Task statement:
Your task is to repeat the entries word for word while leaving out the pictures.

Point-per-instance localization data:
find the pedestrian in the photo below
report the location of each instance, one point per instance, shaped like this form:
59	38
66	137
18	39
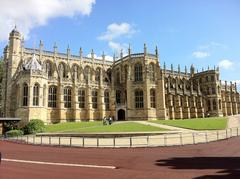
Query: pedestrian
110	120
104	121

Reply:
find the pedestrian in the photo below
report the location of each instance, one point per instance, shaped like this form:
59	38
66	137
18	39
Query: pedestrian
110	120
104	121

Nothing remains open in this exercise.